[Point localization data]

***

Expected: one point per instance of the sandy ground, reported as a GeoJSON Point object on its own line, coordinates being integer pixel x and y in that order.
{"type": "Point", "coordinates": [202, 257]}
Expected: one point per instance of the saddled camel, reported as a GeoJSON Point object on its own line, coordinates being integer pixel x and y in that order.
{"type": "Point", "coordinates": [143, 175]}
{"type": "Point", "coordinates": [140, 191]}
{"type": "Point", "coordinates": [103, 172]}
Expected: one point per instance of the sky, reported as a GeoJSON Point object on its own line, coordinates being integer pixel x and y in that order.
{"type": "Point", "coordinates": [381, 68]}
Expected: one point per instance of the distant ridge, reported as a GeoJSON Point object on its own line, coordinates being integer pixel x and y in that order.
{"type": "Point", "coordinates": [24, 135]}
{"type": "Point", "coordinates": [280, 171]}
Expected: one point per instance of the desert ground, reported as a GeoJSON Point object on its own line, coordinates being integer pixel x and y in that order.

***

● **What to do**: Reproduce all the records precisely.

● **Result below**:
Expected: one point per instance of the sandy ground, reported as a GeoJSON Point object on its own line, coordinates being integer pixel x and y in that order.
{"type": "Point", "coordinates": [202, 257]}
Expected: one point per instance of the saddled camel, reported as a GeoJSON Point object on its own line, coordinates being integer pixel x and y in that order.
{"type": "Point", "coordinates": [143, 175]}
{"type": "Point", "coordinates": [140, 191]}
{"type": "Point", "coordinates": [103, 172]}
Expected: one point per instance of the sky, reported as a GeoJSON Point object on its own line, coordinates being integer pixel x and y in that order.
{"type": "Point", "coordinates": [381, 68]}
Expected: one point per instance of the distant ridge, reported as a GeoJSON Point object on its own line, coordinates being integer pixel x and y in that order.
{"type": "Point", "coordinates": [24, 135]}
{"type": "Point", "coordinates": [280, 171]}
Expected: one point per instance of the desert ground, reported as a GeoJSON Point object on its own line, coordinates being integer pixel x and y in that order.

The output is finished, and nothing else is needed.